#### Exercise:
Every line that contains the word "building" is to be copied from the listing.

#### Source data:
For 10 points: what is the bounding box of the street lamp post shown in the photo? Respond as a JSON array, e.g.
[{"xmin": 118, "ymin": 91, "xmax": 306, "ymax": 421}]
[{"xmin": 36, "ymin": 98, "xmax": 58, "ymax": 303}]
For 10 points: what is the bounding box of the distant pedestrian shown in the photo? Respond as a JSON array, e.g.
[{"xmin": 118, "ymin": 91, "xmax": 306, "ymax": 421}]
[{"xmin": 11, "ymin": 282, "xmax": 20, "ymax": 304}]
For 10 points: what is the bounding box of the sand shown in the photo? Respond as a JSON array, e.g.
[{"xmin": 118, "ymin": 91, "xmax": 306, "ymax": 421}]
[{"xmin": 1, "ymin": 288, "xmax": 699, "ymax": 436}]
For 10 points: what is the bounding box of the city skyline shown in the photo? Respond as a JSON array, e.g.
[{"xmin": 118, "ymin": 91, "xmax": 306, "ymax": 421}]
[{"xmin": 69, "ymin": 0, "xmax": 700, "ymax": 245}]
==
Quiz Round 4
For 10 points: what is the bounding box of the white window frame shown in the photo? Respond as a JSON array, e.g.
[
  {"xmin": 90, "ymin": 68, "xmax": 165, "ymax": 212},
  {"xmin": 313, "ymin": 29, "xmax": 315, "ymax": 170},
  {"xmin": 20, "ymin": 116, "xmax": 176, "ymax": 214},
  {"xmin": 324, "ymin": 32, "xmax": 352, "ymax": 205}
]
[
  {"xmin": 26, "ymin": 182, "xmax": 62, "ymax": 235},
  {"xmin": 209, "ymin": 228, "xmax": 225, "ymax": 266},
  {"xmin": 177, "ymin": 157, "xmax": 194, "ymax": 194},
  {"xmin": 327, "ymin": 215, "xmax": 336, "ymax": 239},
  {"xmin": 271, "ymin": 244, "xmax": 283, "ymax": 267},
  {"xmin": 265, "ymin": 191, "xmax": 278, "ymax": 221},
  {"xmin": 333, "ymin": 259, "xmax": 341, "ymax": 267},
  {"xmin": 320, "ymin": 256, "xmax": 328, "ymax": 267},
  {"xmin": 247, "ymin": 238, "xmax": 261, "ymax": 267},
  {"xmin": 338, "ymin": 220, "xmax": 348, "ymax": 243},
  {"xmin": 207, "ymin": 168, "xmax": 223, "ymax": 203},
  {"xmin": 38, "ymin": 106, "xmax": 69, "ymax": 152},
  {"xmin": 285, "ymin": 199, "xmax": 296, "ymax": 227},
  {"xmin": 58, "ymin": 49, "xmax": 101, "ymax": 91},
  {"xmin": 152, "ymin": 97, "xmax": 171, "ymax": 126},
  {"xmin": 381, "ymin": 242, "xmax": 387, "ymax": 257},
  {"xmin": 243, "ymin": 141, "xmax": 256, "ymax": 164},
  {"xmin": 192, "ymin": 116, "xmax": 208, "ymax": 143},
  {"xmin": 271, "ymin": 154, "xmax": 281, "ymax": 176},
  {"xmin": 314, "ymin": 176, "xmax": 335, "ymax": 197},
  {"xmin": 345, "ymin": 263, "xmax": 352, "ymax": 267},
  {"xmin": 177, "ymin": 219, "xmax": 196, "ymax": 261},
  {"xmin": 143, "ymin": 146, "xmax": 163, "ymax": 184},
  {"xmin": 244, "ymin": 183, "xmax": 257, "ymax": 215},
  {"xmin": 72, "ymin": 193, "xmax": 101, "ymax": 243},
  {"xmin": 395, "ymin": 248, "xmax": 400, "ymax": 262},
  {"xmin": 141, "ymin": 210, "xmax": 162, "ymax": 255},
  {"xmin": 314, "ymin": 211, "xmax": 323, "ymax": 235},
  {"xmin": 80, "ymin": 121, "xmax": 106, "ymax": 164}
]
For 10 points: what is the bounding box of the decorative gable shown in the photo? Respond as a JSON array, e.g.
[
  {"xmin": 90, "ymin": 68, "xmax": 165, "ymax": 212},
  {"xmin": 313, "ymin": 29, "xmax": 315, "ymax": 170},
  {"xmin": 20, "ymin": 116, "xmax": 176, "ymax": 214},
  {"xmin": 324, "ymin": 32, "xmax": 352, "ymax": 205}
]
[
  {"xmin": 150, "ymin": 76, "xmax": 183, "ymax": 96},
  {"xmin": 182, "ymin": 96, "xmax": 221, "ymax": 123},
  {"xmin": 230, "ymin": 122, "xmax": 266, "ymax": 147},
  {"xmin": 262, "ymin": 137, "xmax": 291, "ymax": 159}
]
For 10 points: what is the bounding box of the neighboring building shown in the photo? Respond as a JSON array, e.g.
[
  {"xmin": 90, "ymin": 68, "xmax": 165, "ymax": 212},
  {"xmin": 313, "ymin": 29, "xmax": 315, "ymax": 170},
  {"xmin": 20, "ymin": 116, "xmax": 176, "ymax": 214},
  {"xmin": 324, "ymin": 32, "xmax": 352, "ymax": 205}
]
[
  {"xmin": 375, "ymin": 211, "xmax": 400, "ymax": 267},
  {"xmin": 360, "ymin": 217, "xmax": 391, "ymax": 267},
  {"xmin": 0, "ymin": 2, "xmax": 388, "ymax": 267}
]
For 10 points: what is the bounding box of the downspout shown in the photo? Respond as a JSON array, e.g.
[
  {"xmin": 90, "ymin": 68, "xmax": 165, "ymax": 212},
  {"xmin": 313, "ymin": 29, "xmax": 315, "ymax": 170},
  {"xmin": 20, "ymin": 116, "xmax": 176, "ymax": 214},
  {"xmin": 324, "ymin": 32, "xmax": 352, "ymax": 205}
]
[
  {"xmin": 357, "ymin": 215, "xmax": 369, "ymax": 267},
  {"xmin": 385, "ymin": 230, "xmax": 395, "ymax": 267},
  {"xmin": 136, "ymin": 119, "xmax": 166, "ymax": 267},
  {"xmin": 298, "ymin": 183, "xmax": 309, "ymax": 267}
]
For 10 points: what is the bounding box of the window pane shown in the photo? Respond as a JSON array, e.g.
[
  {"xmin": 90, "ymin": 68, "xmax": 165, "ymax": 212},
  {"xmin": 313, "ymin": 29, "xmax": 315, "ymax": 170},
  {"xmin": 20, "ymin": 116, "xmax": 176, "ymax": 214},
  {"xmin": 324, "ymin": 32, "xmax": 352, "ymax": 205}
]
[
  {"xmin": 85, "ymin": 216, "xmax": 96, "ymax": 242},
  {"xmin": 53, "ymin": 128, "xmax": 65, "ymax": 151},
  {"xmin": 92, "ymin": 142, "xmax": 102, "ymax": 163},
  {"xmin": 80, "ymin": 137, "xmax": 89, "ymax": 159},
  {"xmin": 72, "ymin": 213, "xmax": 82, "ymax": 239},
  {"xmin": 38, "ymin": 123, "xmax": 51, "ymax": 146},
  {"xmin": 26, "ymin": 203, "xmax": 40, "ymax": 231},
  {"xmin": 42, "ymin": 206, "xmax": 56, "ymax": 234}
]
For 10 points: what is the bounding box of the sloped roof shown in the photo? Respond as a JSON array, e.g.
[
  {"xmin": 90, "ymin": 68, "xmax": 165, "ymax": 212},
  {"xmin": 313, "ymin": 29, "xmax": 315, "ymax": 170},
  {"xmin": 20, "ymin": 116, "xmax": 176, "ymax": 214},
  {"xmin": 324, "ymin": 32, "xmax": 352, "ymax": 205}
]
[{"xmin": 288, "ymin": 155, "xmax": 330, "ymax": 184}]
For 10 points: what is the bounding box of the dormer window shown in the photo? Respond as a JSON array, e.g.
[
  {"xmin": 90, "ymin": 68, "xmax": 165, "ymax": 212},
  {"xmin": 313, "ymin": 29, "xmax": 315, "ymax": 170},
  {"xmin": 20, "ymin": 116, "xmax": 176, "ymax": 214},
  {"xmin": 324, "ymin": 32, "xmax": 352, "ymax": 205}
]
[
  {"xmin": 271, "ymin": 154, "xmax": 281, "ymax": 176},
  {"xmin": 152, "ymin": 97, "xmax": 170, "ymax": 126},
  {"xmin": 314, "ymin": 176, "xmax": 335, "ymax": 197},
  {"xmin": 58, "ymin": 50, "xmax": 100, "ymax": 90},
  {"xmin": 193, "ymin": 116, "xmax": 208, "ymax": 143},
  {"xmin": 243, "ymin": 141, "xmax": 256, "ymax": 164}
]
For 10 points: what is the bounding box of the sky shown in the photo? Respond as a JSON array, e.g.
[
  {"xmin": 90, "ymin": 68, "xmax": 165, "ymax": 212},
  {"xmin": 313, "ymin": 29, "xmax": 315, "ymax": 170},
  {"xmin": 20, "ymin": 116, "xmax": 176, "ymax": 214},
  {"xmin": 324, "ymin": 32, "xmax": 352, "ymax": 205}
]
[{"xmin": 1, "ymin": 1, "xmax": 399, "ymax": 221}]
==
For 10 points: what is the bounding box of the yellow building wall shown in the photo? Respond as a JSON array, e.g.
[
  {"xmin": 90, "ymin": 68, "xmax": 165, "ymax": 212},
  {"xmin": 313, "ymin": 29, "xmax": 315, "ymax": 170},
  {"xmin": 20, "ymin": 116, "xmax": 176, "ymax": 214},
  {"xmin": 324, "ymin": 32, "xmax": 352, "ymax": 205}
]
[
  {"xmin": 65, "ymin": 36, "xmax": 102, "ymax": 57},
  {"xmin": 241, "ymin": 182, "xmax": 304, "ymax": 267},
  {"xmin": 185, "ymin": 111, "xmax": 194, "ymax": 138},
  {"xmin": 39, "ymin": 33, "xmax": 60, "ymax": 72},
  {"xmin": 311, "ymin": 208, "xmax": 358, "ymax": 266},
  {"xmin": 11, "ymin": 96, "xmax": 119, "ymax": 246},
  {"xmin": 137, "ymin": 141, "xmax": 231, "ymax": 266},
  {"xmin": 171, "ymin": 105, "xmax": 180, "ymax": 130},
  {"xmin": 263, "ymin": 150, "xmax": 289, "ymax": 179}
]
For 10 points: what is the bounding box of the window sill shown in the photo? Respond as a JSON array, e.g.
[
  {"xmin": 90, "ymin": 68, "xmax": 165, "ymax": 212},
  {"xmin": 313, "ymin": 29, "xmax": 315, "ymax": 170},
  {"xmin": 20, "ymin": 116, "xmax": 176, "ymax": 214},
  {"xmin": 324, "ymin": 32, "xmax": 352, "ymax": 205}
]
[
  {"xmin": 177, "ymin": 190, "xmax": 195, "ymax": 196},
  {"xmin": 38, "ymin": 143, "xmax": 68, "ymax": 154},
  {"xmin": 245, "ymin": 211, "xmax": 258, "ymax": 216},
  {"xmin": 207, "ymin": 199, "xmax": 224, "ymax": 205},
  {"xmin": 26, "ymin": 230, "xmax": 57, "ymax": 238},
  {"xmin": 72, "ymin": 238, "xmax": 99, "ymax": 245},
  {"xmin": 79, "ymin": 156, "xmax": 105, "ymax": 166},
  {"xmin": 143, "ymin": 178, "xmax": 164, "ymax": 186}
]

#### Result of this exercise:
For 10 points: what is the bounding box of the neighboring building shown in the photo? Respond as a JSON array, e.g.
For 10 points: what is the bounding box of the yellow building wall shown in the photo? Respond as a JSON array, e.g.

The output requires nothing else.